__Text provided__:
◆ ◆ ◆ ◆ ◆ ◆ ◆
Suspending and Resuming a Thread

Creating a thread in the suspended state allows you to alter the thread’s environment before the thread has a chance to execute any code. Once you alter the thread’s environment, you must make the thread schedulable. You do this by calling ResumeThread and passing it the thread handle returned by the call to CreateThread (or the thread handle from the structure pointed to by the ppiProcInfo parameter passed to CreateProcess):

DWORD ResumeThread(HANDLE hThread);

A single thread can be suspended several times. If a thread is suspended three times, it must be resumed three times before it is eligible for assignment to a CPU. In addition to using the CREATE_ SUSPENDED flag when you create a thread, you can suspend a thread by calling SuspendThread:

DWORD SuspendThread(HANDLE hThread);

SuspendThread is asynchronous with respect to kernel-mode execution, but user-mode execution does not occur until the thread is resumed.

In real life, an application must be careful when it calls SuspendThread because you have no idea what the thread might be doing when you attempt to suspend it.

SuspendThread is safe only if you know exactly what the target thread is (or might be doing) and you take extreme measures to avoid problems or deadlocks caused by suspending the thread.
◆ ◆ ◆ ◆ ◆ ◆ ◆
(Entries from a dataset)
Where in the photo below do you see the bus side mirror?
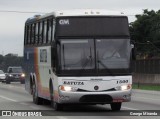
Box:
[131,44,136,60]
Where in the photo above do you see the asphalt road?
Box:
[0,83,160,119]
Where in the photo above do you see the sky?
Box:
[0,0,160,56]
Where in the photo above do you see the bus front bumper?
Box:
[58,89,131,104]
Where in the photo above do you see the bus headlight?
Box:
[9,74,13,77]
[59,85,77,92]
[115,84,132,91]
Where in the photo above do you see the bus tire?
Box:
[20,81,25,84]
[54,102,63,111]
[32,83,43,105]
[6,79,11,84]
[110,102,122,111]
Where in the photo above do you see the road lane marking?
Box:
[132,96,160,101]
[122,106,139,110]
[20,102,28,105]
[56,116,68,119]
[30,106,40,110]
[0,95,18,102]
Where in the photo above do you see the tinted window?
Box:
[56,17,129,36]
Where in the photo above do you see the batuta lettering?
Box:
[63,81,84,85]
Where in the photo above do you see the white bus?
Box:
[24,10,132,111]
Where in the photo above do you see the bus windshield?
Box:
[60,39,95,70]
[59,39,130,70]
[96,39,130,69]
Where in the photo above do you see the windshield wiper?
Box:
[78,47,93,75]
[97,51,114,76]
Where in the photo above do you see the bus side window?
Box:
[31,24,35,44]
[47,19,52,43]
[35,23,39,44]
[39,21,43,44]
[52,19,56,41]
[27,25,31,44]
[24,26,28,45]
[43,20,47,44]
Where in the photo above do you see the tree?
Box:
[130,9,160,58]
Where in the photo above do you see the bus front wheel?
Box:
[110,102,122,111]
[32,84,42,105]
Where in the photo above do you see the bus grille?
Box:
[79,95,113,103]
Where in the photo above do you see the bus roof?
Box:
[26,9,125,23]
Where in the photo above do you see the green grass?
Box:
[132,84,160,91]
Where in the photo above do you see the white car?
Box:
[0,70,6,81]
◆ ◆ ◆ ◆ ◆ ◆ ◆
__Stated exercise A__: In the text on suspending and resuming a thread, how many times must a thread that was suspended three times be resumed before it can be assigned to a CPU?
__Stated exercise B__: Carry the text on suspending and resuming a thread forward from its final sentence.

__Task result A__: Three times.

__Task result B__:
Note: The concept of suspending or resuming a process doesn’t exist for Windows because processes are never scheduled CPU time.

Sleeping

A thread can also tell the system that it does not want to be schedulable for a certain amount of time. This is accomplished by calling Sleep:

VOID Sleep(DWORD dwMilliseconds);

There are a few important things to notice about Sleep:

  • Calling Sleep allows the thread to voluntarily give up the remainder of its time slice.
  • The system makes the thread not schedulable for approximately the number of milliseconds specified. That’s right—if you tell the system you want to sleep for 100 milliseconds, you will sleep approximately that long, but possibly several seconds or minutes more.
  • You can call Sleep and pass INFINITE for the dwMilliseconds parameter. This tells the system to never schedule the thread.
  • You can pass 0 to Sleep. This tells the system that the calling thread relinquishes the remainder of its time slice, and it forces the system to schedule another thread.

Windows is not a real-time operating system. Your thread will probably wake up at the right time, but whether it does depends on what else is going on in the system.

Switching to Another Thread

The system offers a function called SwitchToThread that allows another schedulable thread to run if one exists:

BOOL SwitchToThread();

When you call this function, the system checks to see whether there is a thread that is being starved of CPU time. If no thread is starving, SwitchToThread returns immediately. If there is a starving thread, SwitchToThread schedules that thread (which might have a lower priority than the thread calling SwitchToThread). The starving thread is allowed to run for one time quantum and then the system scheduler operates as usual.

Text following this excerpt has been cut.